PROBLEM REQUIREMENTS
Print out all of the records exactly; no picture belongs in the result.

SUPPLIED INFORMATION
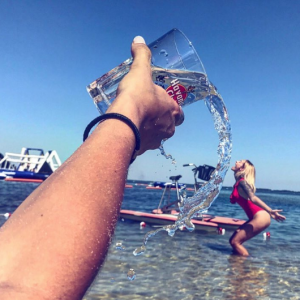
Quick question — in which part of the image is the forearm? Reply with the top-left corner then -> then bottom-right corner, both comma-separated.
250,196 -> 272,213
0,36 -> 184,300
0,119 -> 135,299
239,181 -> 272,213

ANSWER TO THE PROBLEM
Quick question — in which part of the image is the forearm? Reply with the top-left corner then -> then bottom-right corner, both comma-separated.
250,196 -> 272,213
0,36 -> 184,300
0,119 -> 135,299
239,181 -> 272,213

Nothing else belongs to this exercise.